§ **Assignment**: From the text about returning Mexican migrants, quote the passage that starts at "In Tamaulipas, the" and continues up to and including "assistance to migrants.".

§ **Text excerpt**:
★ ★ ★ ★ ★ ★ ★

Mexican government officials have expressed concern at the social implications of millions of new people searching for non-existent jobs and competing for scarce resources. Border communities, in particular, are worried they will be hard-pressed to serve the needs of new residents at a time when local factories are laying off workers. More than a few observers have warned that a mass return of migrants could create a new fertile recruiting ground for organized crime.
A related and potentially explosive problem involves the lack of internal and external employment opportunities in migrant-sending communities, which are already experiencing a reduction in the amount of dollars sent home by relatives in the United States. A migrant stream which functions as an economic escape route for many communities is increasingly dried up for the upcoming generation of migrant workers.
In response to a possible migrant crisis, some government entities are setting aside funds or launching modest programs. Mexico's Chamber of Deputies, for instance, recently approved about $60 million for small business development. The money is earmarked for the Secretariat of Agriculture's 2009 Fonregion program.
"This is an important program for compatriots who return from the United States so they will have resources at hand to generate productive projects," said Congressman Francisco Dominguez Servien, vice-coordinator of the National Action Party fraction of the Chamber of Deputies.
The legislation targets 10 states identified as the biggest migrant-expelling zones, including Chihuahua, San Luis Potosi, Zacatecas, Durango, Queretaro, Michoacan, Yucatan, Guerrero, Chiapas, and Puebla.
Other migrant programs are being administered at the state level. Mexico City Mayor Marcelo Erbard Casaubon announced this fall that the local unemployment benefits program would be extended to returning migrants in 2009.
In Tamaulipas, the state government has signed an agreement with migrant advocacy organizations and the municipal administrations of Reynosa, Matamoros and Nuevo Laredo to provide extra assistance to migrants.
Under the accord, a small fund of about $120,000 was approved for medical services, food, transportation and communication. To meet rising demand, the state government requested more than two million dollars in new funding from the federal government for the opening and operating of four migrant centers in the border communities of Nuevo Laredo, Miguel Aleman, Reynosa and Matamoros.
Meanwhile, many Mexican migrants are hedging their bets in the Promised Land. Taurino Castrejon Salgado, a Guerrero leader of the Union of Campesinos and Mexican Emigrants (UCEM), said the election of Barack Obama to the presidency of the United States has strengthened the decision of many migrants to remain north of the border.
"When thinking about the Mexican or the U.S. crisis, the Mexican or Guerrero native prefers to endure the one in the United States," Castrejon said, "because they are already over there and believe that it is only a matter of waiting days or months to normalize their situations."
According to Castrejon, about 1 million Guerrero natives reside in the United States, with large concentrations in Illinois and California. Approximately 90 percent of the migrants do not have legal residency papers, he added.
Itzel Nayeli Ortiz Zaragoza, coordinator of the federal Interior Ministry's Paisano Program, said the winter holiday season, in which about 1.5 million Mexican migrants are expected to visit the country of their birth, will be an important test of whether predictions of a mass return come true or not.
"We don't discount (mass returns)," Ortiz said, "but the studies we have indicate that the behavioral routine continues being the same."

★ ★ ★ ★ ★ ★ ★

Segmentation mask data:
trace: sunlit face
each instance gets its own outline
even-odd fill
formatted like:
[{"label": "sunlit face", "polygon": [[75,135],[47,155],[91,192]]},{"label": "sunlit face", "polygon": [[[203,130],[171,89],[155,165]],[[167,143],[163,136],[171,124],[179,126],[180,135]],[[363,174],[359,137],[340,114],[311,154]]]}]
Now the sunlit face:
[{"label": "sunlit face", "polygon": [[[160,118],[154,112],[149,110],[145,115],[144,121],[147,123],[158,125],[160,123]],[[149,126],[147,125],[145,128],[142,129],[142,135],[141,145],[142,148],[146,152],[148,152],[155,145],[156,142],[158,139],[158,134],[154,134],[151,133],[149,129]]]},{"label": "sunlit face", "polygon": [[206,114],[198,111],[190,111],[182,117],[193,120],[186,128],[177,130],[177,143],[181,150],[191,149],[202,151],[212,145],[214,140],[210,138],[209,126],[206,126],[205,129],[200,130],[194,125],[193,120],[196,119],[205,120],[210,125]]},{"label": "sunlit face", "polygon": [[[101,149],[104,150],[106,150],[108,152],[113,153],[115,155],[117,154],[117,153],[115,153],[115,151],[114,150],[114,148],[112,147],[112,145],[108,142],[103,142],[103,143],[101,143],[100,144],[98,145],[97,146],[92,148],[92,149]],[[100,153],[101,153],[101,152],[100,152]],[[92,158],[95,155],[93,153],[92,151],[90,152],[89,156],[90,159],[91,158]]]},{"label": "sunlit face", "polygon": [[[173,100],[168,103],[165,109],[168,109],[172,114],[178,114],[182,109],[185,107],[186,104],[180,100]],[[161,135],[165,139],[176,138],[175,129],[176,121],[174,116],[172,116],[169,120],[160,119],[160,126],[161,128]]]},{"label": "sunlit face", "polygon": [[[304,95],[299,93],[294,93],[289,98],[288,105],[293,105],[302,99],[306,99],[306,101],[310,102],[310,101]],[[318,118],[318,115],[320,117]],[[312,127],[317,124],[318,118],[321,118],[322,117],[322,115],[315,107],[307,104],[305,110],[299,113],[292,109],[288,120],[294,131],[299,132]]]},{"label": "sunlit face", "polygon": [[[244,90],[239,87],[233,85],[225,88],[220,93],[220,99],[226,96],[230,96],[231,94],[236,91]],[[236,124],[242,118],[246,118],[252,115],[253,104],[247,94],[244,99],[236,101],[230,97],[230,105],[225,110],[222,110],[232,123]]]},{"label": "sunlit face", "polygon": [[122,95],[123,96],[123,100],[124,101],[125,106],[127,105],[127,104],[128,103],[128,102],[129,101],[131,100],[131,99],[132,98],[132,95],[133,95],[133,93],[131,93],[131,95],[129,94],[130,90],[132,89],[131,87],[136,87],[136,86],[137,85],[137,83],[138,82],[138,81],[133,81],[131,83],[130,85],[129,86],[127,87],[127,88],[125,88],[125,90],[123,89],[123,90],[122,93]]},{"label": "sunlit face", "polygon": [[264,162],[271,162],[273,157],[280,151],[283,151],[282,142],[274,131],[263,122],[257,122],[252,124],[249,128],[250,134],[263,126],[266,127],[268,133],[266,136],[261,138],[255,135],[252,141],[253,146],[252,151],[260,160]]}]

★ ★ ★ ★ ★ ★ ★

§ **Answer to this problem**:
In Tamaulipas, the state government has signed an agreement with migrant advocacy organizations and the municipal administrations of Reynosa, Matamoros and Nuevo Laredo to provide extra assistance to migrants.